[Activity]: What lines in the data below mention the string "paved"? Copy them out.

Stored data entries

+ + + + + + +

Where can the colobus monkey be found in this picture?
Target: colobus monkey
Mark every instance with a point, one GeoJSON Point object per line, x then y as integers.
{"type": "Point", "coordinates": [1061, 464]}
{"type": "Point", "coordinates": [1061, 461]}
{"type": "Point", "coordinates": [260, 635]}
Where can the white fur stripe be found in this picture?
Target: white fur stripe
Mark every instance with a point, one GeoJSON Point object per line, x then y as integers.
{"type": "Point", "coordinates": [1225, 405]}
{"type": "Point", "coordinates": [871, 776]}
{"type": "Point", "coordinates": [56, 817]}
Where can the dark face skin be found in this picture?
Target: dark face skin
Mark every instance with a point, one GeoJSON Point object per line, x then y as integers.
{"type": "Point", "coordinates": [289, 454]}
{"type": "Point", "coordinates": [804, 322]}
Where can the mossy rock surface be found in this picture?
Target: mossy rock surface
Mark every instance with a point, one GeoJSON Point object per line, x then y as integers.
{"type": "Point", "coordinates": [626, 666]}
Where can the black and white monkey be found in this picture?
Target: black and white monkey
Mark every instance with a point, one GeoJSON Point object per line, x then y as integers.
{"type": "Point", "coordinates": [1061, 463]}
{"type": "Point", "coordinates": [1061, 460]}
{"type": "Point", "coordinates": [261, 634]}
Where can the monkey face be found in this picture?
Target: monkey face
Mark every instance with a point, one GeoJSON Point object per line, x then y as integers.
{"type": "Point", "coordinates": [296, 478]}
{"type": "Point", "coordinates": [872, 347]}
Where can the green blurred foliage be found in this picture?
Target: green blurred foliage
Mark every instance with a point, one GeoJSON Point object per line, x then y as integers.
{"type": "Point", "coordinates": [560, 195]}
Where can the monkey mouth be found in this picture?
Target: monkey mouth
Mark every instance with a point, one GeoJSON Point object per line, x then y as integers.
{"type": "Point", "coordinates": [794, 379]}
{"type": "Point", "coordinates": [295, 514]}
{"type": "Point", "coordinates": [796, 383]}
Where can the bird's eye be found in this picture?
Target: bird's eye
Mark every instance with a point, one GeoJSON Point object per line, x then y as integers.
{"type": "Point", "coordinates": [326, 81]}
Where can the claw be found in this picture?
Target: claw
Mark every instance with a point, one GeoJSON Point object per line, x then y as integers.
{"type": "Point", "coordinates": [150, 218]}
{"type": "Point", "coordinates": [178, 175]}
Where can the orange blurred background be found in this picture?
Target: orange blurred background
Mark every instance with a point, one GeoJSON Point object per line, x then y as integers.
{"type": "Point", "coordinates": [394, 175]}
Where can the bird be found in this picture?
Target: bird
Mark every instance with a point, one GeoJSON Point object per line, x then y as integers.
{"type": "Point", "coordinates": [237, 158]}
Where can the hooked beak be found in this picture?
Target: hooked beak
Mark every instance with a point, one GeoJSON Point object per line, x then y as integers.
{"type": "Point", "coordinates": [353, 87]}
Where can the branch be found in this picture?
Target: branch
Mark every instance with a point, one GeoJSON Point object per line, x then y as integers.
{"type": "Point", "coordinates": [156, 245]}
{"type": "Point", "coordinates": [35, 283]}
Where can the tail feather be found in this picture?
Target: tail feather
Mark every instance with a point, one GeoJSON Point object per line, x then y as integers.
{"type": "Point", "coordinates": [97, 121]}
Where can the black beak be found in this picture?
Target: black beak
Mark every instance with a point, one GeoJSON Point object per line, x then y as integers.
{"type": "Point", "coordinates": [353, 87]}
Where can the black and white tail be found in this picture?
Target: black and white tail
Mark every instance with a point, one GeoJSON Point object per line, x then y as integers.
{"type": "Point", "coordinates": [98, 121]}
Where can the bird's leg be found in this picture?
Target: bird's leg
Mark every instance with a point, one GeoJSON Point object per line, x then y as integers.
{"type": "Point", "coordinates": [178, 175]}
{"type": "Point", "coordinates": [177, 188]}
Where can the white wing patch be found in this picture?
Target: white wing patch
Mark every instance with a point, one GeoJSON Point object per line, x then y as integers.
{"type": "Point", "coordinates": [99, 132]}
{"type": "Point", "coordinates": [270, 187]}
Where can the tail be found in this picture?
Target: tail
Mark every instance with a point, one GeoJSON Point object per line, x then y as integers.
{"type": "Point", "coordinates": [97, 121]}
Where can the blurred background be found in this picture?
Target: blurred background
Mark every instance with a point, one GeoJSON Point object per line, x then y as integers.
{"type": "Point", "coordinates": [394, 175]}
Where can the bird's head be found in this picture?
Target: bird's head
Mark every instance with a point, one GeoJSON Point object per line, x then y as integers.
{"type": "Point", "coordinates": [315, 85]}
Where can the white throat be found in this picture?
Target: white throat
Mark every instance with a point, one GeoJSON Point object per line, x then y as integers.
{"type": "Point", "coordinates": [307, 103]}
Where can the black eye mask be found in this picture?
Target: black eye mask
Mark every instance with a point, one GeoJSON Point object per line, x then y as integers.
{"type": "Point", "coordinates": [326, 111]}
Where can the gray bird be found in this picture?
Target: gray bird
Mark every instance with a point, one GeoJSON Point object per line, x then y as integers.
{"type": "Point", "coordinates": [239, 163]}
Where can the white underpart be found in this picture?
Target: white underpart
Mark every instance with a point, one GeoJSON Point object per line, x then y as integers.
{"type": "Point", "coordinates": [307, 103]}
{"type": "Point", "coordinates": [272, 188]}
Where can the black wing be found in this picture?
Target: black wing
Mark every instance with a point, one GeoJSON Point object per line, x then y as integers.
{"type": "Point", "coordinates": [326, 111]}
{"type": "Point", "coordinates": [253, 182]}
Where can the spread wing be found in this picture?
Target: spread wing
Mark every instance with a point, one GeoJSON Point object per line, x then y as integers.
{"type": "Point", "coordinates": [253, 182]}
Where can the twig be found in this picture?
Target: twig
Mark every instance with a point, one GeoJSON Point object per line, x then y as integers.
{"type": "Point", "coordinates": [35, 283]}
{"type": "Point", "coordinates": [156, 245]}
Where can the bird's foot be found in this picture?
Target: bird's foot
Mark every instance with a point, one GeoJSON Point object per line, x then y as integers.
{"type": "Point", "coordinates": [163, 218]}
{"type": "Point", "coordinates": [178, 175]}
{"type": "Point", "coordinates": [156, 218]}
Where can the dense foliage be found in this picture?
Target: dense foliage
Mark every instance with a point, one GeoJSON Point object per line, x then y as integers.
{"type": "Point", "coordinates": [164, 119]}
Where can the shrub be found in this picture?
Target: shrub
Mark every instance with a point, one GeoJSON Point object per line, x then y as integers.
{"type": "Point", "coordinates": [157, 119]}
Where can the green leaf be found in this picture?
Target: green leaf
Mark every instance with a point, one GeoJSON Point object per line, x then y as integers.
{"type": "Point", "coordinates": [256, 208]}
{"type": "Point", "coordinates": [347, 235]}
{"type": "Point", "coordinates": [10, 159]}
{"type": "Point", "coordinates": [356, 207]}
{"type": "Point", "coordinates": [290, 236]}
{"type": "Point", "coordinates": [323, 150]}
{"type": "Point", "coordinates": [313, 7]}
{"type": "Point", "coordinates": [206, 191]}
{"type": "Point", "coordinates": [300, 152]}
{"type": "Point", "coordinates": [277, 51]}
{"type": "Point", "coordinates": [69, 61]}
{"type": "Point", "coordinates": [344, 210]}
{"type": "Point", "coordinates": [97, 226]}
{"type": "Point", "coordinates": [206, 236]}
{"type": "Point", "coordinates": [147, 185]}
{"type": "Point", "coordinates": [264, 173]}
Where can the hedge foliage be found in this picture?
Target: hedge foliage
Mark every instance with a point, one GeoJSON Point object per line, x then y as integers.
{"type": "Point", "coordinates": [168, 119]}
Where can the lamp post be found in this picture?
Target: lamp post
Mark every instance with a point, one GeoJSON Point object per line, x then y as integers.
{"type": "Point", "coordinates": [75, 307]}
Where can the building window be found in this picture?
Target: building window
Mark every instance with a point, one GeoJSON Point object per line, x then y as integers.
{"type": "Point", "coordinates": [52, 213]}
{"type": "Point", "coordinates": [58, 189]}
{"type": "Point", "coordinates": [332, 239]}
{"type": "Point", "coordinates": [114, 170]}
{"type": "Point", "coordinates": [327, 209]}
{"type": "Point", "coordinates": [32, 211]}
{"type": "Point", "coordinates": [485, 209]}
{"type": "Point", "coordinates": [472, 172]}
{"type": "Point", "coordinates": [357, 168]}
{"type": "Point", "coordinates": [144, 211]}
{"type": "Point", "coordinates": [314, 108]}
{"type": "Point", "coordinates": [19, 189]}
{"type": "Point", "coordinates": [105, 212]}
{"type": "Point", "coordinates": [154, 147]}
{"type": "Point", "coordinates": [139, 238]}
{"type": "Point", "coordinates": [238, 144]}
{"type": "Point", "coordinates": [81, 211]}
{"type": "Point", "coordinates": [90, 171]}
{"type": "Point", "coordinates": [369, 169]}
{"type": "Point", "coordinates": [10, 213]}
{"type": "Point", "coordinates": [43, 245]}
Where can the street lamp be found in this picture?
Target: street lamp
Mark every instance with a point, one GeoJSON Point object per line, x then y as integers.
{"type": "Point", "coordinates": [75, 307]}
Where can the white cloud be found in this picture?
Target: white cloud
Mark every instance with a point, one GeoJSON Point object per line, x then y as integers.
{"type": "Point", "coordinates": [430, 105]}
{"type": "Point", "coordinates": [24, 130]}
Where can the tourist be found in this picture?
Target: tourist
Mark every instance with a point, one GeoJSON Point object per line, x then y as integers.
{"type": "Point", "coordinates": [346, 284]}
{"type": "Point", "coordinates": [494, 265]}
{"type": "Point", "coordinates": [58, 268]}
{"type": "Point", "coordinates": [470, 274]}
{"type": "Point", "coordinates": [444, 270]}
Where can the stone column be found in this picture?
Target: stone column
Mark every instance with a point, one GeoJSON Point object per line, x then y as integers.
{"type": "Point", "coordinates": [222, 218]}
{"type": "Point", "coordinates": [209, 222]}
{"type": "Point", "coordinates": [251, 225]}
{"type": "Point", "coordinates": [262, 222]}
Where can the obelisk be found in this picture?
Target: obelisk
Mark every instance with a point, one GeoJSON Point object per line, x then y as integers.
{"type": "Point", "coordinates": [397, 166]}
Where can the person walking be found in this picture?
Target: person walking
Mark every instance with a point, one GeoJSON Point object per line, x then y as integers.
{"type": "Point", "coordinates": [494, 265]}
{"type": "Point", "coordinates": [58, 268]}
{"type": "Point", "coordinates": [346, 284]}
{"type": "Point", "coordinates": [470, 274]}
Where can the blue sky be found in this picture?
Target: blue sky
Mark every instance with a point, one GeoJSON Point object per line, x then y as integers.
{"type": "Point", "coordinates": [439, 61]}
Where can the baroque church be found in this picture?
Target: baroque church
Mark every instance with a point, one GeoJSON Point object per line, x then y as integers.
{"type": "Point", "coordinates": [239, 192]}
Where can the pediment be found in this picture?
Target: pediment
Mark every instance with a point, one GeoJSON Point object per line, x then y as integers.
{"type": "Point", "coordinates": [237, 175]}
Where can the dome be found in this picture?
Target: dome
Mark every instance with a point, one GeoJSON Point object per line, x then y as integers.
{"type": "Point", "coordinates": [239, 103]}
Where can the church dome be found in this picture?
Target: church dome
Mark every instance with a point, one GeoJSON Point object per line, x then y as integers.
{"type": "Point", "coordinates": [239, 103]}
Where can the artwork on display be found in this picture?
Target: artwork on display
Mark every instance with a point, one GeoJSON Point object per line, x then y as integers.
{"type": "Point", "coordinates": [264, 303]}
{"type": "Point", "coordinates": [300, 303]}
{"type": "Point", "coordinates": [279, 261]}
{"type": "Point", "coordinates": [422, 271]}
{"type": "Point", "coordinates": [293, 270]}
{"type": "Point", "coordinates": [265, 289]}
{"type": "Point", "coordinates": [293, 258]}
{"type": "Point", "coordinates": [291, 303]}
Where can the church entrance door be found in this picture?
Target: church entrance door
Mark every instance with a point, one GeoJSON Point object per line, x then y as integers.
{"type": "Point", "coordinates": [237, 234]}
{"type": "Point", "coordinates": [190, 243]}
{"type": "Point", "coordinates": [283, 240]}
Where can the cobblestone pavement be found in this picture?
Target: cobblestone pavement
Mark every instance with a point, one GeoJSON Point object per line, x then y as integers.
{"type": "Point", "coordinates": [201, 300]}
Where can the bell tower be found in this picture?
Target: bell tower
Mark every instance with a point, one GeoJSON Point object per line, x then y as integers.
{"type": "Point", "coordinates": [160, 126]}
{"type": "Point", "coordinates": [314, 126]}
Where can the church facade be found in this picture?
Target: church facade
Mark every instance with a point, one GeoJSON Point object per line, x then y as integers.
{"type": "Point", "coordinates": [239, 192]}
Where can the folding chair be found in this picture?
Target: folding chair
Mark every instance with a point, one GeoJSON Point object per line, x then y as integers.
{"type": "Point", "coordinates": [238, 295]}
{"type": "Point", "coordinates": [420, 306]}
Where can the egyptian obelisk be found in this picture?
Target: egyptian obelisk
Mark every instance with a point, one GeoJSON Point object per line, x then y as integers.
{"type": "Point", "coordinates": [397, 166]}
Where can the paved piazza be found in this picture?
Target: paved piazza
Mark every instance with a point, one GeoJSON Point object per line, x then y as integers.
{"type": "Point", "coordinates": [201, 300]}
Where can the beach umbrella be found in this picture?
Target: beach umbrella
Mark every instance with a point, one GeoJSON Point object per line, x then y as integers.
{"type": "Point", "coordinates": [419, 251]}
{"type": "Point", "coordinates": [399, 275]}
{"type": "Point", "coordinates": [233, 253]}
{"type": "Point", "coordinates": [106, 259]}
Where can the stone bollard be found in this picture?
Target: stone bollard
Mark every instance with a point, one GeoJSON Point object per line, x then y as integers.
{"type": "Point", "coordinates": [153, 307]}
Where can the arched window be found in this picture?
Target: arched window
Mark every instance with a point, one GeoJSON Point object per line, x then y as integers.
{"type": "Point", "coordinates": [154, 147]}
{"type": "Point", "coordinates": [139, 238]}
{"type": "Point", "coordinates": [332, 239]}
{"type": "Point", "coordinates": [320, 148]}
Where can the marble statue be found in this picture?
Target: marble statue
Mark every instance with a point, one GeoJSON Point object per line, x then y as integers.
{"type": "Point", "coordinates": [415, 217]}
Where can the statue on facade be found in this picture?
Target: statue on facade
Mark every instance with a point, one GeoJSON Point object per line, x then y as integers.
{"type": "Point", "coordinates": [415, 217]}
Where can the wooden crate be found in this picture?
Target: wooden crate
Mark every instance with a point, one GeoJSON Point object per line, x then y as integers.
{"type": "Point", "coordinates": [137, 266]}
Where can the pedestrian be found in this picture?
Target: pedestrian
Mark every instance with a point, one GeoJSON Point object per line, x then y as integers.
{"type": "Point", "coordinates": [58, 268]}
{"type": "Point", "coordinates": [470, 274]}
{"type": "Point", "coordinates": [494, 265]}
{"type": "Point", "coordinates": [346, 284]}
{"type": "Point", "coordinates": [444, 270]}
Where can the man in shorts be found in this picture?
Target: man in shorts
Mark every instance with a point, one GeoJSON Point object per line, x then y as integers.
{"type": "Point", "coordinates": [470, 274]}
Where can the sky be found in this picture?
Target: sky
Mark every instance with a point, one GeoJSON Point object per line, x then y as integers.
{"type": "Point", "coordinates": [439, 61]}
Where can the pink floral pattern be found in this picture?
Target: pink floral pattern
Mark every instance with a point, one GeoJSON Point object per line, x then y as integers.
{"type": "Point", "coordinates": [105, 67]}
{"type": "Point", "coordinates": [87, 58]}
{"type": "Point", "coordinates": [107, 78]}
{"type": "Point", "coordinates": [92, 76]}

+ + + + + + +

[Response area]:
Where can the paved piazza be found in this picture?
Target: paved piazza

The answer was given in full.